→ **Passage shown**
Dal Piva v Overland Corner Station Pty Ltd and Mitolo No. Scciv-02-296

Case

[2004] SASC 76

2 April 2004


DAL PIVA v OVERLAND CORNER STATION PTY LTD AND MITOLO

[2003] SASC 76

Full Court:  Prior, Debelle and Bleby JJ

  1. PRIOR J: The appellants were charged with clearing native vegetation contrary to s 26 of the Native Vegetation Act 1991. There was a third person similarly charged on the same complaint. That third person pleaded guilty to the charge, saying that his employer, the second appellant, Mr Mitolo, had employed him to dig a spur line for the purpose of laying irrigation pipes. He claimed that he was never instructed to clear any trees and that on the suggestion of another worker cleared trees to allow a pivot irrigation system to go around. Section 3 of the Act asserts that to clear native vegetation includes to cause or permit the clearance of native vegetation. The particulars in the complaint alleged that the third defendant caused the clearance and that the appellants caused or permitted it. The third person was convicted and fined $900.

  2. The appellants put the prosecution to proof.  The matter proceeded before another magistrate.  After the sentencing of the third defendant, the prosecution indicated that it proposed to lead evidence that whilst acting in his capacity as an officer of the first appellant, the second appellant instructed the third person to clear the native vegetation the subject of the complaint.  The appellants sought a stay of proceedings, claiming that it would be an abuse of process to permit the hearing to proceed against the advice received that the prosecution did not consider itself bound by the factual basis upon which the third person had been sentenced.  The appellants submitted that it was unconscionable for the complainant to accept a set of facts on the third person’s plea and then seek to advance a factual basis inconsistent with those facts earlier accepted and acted upon for the purpose of sentencing the third person.

Stored data:
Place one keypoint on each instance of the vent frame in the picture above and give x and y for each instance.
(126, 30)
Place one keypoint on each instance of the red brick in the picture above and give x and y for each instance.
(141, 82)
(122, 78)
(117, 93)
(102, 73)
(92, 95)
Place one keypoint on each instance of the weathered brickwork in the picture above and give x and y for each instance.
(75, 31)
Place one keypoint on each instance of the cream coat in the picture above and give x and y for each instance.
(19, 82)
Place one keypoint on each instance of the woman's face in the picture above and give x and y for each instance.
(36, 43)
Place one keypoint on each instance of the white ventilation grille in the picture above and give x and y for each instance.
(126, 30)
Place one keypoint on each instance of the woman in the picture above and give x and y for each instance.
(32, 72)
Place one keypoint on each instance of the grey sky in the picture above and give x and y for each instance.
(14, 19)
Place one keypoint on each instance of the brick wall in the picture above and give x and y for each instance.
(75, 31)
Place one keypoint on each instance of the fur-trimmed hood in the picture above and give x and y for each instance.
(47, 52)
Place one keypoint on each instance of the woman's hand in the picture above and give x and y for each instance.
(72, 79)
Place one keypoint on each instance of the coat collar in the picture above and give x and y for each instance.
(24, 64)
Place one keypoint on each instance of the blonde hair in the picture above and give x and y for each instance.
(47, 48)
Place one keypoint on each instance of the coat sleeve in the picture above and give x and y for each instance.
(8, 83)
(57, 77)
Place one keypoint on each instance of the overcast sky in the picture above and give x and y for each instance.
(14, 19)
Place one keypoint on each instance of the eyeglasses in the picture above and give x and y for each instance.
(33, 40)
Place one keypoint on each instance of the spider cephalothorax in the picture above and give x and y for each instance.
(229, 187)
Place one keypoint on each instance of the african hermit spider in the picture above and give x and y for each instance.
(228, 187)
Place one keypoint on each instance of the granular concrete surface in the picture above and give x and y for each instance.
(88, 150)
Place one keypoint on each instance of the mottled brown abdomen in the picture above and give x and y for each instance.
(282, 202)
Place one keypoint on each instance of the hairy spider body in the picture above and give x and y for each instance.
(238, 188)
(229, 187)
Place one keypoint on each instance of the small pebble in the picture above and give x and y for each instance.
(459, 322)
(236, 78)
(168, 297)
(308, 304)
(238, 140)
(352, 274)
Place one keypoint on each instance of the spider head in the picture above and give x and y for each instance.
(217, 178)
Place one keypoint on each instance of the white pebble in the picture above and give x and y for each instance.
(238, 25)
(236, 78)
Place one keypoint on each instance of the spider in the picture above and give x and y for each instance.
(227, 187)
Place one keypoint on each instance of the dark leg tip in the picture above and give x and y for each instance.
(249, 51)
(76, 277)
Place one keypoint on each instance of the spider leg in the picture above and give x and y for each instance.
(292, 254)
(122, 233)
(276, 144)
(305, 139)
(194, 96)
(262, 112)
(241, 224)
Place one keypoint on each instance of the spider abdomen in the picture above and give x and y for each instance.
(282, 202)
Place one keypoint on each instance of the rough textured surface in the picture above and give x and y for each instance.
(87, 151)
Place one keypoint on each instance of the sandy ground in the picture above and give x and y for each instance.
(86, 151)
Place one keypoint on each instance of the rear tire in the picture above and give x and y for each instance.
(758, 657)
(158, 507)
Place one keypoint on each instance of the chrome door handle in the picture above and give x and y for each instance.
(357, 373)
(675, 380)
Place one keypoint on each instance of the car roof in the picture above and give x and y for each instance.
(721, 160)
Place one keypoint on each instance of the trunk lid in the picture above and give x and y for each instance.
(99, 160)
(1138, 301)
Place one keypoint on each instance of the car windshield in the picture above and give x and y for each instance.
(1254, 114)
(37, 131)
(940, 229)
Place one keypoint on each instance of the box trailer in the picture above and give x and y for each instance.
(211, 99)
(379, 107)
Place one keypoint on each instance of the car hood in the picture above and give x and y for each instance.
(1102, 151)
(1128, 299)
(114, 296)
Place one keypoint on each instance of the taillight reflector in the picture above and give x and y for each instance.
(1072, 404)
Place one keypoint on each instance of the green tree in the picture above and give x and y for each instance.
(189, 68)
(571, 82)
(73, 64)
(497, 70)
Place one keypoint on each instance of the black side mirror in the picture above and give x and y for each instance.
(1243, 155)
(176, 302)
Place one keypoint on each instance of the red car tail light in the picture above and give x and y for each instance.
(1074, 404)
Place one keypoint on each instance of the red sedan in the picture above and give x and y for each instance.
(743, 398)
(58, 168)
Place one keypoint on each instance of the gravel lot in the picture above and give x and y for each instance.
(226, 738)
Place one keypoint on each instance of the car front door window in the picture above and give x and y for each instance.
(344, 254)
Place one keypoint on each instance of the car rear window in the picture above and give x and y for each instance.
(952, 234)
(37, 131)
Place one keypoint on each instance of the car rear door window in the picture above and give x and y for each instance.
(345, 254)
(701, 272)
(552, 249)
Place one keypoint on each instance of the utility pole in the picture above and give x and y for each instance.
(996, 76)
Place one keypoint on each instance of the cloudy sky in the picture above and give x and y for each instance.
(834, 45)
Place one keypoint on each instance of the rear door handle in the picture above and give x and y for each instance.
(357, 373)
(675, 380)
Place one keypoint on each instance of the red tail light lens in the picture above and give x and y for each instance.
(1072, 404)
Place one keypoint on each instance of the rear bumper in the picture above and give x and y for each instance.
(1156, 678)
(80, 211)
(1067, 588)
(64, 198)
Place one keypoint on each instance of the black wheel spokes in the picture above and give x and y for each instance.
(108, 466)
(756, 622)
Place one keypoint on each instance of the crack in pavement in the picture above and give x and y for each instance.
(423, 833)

→ **To do**
Answer these questions from the judgment:
1. Which section of the Native Vegetation Act 1991 were the appellants charged with contravening?
2. What fine was imposed on the third person?
3. What did the appellants seek when the prosecution indicated the evidence it proposed to lead?
The records play no part in this exercise.

→ **Reply**
1. Section 26.
2. $900.
3. A stay of proceedings.